The exercise: Find and copy each line in the items that contains the word "Provide".

Extracted entries:
╭──
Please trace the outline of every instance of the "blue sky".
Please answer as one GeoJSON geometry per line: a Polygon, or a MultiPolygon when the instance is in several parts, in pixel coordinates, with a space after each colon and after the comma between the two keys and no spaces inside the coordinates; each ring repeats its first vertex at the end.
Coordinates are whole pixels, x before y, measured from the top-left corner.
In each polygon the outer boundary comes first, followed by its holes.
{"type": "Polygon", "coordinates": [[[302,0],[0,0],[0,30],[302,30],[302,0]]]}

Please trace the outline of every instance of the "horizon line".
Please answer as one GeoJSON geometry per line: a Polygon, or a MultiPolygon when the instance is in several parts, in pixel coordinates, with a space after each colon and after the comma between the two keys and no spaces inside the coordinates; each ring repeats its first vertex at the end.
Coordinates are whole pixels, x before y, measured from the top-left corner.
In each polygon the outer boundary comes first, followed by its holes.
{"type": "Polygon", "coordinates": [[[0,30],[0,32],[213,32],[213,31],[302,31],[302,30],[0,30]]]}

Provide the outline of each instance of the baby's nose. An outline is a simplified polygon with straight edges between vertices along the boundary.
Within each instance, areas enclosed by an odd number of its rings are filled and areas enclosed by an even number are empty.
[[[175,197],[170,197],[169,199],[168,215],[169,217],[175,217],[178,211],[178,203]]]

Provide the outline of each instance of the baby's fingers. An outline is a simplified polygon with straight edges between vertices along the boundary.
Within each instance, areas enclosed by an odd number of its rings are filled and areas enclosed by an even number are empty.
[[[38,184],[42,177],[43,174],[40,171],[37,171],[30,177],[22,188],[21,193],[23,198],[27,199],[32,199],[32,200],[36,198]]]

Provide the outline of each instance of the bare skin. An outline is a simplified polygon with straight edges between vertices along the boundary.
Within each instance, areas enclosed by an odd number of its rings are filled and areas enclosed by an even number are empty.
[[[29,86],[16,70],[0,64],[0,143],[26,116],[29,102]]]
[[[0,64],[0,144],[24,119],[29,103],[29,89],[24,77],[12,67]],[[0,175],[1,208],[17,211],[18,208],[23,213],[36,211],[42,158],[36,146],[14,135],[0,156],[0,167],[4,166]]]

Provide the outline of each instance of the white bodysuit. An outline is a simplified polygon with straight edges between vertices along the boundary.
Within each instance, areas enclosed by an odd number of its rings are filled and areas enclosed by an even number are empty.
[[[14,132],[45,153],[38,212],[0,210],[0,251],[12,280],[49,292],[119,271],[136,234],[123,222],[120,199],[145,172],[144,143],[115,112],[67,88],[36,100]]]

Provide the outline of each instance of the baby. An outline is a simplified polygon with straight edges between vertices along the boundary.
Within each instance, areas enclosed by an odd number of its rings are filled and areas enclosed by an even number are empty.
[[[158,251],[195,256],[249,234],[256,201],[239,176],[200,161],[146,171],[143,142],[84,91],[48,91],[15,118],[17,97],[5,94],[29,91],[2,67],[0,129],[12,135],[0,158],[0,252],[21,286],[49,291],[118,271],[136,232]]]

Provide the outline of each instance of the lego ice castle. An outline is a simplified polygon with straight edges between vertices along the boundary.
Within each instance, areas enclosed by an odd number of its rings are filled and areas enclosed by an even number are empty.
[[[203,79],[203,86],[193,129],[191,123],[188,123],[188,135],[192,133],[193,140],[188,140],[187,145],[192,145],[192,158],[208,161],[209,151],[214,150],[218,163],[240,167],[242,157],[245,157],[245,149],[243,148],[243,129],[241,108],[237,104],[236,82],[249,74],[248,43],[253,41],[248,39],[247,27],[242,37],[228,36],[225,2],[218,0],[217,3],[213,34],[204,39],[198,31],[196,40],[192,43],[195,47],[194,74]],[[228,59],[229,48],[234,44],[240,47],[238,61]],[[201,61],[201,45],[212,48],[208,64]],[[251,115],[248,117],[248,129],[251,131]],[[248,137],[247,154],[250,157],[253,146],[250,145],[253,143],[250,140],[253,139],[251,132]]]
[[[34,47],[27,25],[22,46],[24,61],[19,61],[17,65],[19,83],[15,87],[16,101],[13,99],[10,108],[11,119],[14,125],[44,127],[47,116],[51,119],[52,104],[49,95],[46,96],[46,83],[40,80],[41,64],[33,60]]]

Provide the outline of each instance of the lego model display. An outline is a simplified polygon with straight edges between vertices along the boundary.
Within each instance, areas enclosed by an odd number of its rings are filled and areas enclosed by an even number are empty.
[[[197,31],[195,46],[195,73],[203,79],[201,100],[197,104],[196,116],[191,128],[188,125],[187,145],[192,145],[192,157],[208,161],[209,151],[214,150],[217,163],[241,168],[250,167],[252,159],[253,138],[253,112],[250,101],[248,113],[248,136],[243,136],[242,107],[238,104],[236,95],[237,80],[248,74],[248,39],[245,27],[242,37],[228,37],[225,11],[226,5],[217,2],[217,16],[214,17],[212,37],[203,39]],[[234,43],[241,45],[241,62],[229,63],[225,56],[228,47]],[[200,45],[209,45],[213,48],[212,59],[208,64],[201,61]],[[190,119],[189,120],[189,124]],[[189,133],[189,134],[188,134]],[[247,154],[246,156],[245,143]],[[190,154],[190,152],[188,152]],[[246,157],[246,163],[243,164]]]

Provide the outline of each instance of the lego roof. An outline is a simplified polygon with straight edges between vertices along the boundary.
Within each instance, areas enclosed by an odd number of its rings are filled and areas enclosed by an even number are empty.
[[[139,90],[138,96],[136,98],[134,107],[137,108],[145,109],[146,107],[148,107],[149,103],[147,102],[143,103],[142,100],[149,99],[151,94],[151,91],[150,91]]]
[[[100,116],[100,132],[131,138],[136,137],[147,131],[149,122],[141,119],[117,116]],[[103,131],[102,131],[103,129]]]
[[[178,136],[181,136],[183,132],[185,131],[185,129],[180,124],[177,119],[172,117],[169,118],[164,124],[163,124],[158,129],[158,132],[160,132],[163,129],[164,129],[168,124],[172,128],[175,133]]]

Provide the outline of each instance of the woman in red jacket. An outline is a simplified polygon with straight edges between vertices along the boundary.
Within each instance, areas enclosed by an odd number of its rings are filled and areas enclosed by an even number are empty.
╰──
The result:
Provide the outline of each instance of the baby's nose. An outline is a simplified polygon with straight edges between vertices along the boundary.
Provide the outline of each instance of the baby's fingers. An outline is a simplified polygon with straight edges between vertices along the boundary.
Provide the outline of each instance of the bare skin. An outline is a simplified polygon with straight edges between vertices along the boundary.
Provide the outline of each instance of the white bodysuit. An outline is a simplified polygon with straight edges between vertices along the boundary.
Provide the outline of each instance of the baby. An outline is a simplified polygon with straight edges between vertices along the boundary.
Provide the outline of each instance of the lego ice castle. An outline is a simplified polygon with straight edges between vertices along the boundary.
Provide the outline of each instance of the lego model display. An outline is a simplified polygon with straight edges between vertices along the boundary.
Provide the outline of each instance of the lego roof. An outline is a simplified polygon with straight edges between vertices along the boundary.
Provide the outline of each instance of the woman in red jacket. An outline is a simplified polygon with straight edges between vertices along the boundary.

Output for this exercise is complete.